— WRITTEN REQUEST 1 —
According to the notes on reassembling the GRC clock movement, what reset motor does the movement use?
::: SELECTED EXTRACT :::
This page shows the reassembly of a GRC secondary movement, along with notes about adjustment and operation. For general information about GRC systems, see the Standard Electric Time GRC synchronous secondary homepage. To view individual examples of GRC secondary clocks of all kinds, see the GRC examples page.
Below are all the disassembled parts of the movement to #2 May 1959 FMT-12 GRC (except the buzzer). Let’s put it back together!
And there you have it—one complete GRC movement. Here are some general notes about what just happened:
» This movement has an Ingraham Z drive motor and a Synchron 640 reset motor. I believe that all parts in this movement are original to the clock, correct for a May 1959 assembly.
» The pictures are presented step-by-step in order of reassembly. They were not shot in that order, though; so the filenames are not in order (in case you want to download the pictures, you will have to rename them).
» Note that the reset ratchet arm setscrew was not tightened until the picture showing the #31 drill bit used in the alignment procedure.
These are the rest of the parts involved in the clock (except glass and bezel). Note that the back plate is supposed to be shiny on both sides, but this particular one is weather damaged.
The original GR system only had the ability to correct every hour (see bulletin 525A). Then, the GRC “anti-scatter” (Flexchron) 12-hour correction (or “Twelfth Hour Correction”) was introduced. The following is an abbreviated transcription of a chart from the 100-001 manual, detailing the contact closure times on a mechanical GRC master:
|contact timing of mechanical GRC master|
Basically, there is an Hourly Correction Relay (“T”) that switches power from the drive motors to the reset motors, and a Twelfth Hour Correction Relay (“K”) that shorts power to the reset motors.
::: LISTED ENTRIES :::
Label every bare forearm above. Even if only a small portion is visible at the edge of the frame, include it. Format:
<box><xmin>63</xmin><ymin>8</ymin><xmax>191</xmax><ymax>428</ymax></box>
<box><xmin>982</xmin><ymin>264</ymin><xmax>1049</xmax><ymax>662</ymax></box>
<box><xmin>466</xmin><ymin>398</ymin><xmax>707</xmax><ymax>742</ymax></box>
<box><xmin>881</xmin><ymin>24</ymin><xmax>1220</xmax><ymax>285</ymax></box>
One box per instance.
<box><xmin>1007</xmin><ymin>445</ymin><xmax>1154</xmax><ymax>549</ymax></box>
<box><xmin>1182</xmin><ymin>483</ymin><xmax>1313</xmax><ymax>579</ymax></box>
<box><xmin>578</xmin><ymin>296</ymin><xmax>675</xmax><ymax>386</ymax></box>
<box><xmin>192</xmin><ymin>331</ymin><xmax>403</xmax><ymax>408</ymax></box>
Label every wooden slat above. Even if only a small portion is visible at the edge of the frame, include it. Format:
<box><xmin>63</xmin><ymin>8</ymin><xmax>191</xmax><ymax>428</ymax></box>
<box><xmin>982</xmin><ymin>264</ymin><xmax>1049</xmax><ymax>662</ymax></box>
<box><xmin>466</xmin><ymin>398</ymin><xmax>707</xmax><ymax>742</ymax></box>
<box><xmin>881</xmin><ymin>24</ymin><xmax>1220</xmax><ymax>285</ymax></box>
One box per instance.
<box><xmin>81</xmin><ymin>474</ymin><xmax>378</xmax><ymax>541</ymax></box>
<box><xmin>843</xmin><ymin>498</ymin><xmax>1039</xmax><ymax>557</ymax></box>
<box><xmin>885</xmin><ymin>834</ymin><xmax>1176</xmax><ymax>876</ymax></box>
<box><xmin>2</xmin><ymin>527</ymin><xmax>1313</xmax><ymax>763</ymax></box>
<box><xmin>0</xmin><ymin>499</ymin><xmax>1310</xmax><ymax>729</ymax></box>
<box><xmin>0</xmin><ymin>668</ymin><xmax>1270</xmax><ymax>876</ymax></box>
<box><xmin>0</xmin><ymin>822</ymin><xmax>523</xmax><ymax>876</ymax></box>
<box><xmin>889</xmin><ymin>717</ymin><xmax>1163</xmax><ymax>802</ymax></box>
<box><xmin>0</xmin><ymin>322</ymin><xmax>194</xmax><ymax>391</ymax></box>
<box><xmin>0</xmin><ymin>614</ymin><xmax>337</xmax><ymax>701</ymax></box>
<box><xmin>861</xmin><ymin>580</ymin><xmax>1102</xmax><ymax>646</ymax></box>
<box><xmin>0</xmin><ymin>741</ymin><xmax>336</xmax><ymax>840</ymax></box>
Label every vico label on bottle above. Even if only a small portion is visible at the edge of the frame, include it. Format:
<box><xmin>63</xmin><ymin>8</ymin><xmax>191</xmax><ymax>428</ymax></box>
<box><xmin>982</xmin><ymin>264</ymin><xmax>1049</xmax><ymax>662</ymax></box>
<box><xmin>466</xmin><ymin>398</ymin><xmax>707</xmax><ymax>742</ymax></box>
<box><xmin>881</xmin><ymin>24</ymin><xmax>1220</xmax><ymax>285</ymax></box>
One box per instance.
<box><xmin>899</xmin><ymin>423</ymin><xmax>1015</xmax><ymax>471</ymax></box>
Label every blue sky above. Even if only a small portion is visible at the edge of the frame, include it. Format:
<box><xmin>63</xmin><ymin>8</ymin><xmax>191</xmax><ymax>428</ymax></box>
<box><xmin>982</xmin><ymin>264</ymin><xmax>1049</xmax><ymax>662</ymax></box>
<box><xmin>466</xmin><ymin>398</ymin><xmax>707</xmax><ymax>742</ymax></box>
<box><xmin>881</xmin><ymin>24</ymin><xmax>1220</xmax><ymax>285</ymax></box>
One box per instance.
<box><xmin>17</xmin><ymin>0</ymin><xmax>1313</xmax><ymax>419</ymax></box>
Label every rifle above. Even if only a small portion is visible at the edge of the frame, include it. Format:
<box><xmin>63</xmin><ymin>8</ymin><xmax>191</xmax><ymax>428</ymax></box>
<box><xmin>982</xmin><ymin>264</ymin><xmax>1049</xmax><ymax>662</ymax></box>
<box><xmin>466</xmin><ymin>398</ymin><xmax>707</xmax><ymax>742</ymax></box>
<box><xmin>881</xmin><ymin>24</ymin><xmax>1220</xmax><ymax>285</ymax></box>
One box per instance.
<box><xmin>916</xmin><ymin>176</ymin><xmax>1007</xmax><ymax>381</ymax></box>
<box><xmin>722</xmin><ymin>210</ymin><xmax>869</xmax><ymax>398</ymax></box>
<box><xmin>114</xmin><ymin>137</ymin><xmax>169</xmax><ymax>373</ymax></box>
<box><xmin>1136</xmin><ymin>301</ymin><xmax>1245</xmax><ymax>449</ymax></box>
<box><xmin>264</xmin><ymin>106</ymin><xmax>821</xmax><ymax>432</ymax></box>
:::
— WRITTEN REQUEST 2 —
Find every line of the records above that contains the word "only", and copy each one. Case counts.

— TASK RESPONSE 1 —
A Synchron 640 reset motor.

— TASK RESPONSE 2 —
Label every bare forearm above. Even if only a small portion is visible at the edge of the frame, include it. Format:
Label every wooden slat above. Even if only a small portion is visible at the edge of the frame, include it. Format:
Label every vico label on bottle above. Even if only a small portion is visible at the edge of the frame, include it. Format:
Label every blue sky above. Even if only a small portion is visible at the edge of the frame, include it. Format:
Label every rifle above. Even if only a small portion is visible at the edge of the frame, include it. Format:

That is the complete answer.